*** BLOC DE TEXTE ***

Questions à Christophe Girardier, président de Bolonyocte à l’occasion de son intervention aux Assises Populaires contre la vie chère des 12 au 14 juin 2025 à La Martinique
Vous êtes l’auteur de plusieurs rapports relatifs aux réalités du marché de la
distribution généraliste de différents territoires d’Outre-mer, portant notamment
sur le modèle économique de ce secteur majeur, sur sa situation concurrentielle,
comme sur la formation des prix et notamment les mécanismes de vie chère,
vous avez été entendu par le Sénat, l’Assemblée Nationale et même par le CESE,
quelle est la signification de votre participation aux Assises Populaires contre la
vie chère ?
J’ai en fait été contacté par les organisateurs de ces Assises Populaires contre la vie chère,
notamment par les députés Nadeau et Nilor, la Maire de Ducos, mais aussi par le leader du
Rpprac, Rodrigue Petitot. Intéressé par mes différents travaux sur ce thème si majeur et délicat
de la vie chère en Martinique et en Outre-mer en général, thème sur lequel j’ai il est vrai
beaucoup travaillé, ils souhaitaient ma contribution à ses assises.

***

> CONSIGNE ÉCRITE 1
Dans l'entretien, reprenez le passage de « J’ai en fait » à « à ses assises. » en y substituant « sensible » à « délicat ».

*** DONNÉES FOURNIES ***

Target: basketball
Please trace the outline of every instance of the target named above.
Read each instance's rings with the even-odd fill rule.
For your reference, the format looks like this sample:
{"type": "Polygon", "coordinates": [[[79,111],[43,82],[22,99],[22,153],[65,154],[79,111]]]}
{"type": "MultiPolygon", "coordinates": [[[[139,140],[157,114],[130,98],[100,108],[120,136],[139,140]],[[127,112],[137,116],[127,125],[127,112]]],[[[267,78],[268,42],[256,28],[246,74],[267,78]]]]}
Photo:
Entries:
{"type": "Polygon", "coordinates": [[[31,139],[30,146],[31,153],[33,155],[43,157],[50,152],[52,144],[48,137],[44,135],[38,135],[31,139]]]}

***

> CONSIGNE ÉCRITE 2
Transcrivez à l'identique toutes les lignes de données figurant ci-dessus.

> RÉPONSE COMPLÈTE 1
J’ai en fait été contacté par les organisateurs de ces Assises Populaires contre la vie chère,
notamment par les députés Nadeau et Nilor, la Maire de Ducos, mais aussi par le leader du
Rpprac, Rodrigue Petitot. Intéressé par mes différents travaux sur ce thème si majeur et sensible
de la vie chère en Martinique et en Outre-mer en général, thème sur lequel j’ai il est vrai
beaucoup travaillé, ils souhaitaient ma contribution à ses assises.

> RÉPONSE COMPLÈTE 2
Target: basketball
Please trace the outline of every instance of the target named above.
Read each instance's rings with the even-odd fill rule.
For your reference, the format looks like this sample:
{"type": "Polygon", "coordinates": [[[79,111],[43,82],[22,99],[22,153],[65,154],[79,111]]]}
{"type": "MultiPolygon", "coordinates": [[[[139,140],[157,114],[130,98],[100,108],[120,136],[139,140]],[[127,112],[137,116],[127,125],[127,112]]],[[[267,78],[268,42],[256,28],[246,74],[267,78]]]]}
Photo:
Entries:
{"type": "Polygon", "coordinates": [[[31,139],[30,146],[31,153],[33,155],[43,157],[50,152],[52,144],[48,137],[44,135],[38,135],[31,139]]]}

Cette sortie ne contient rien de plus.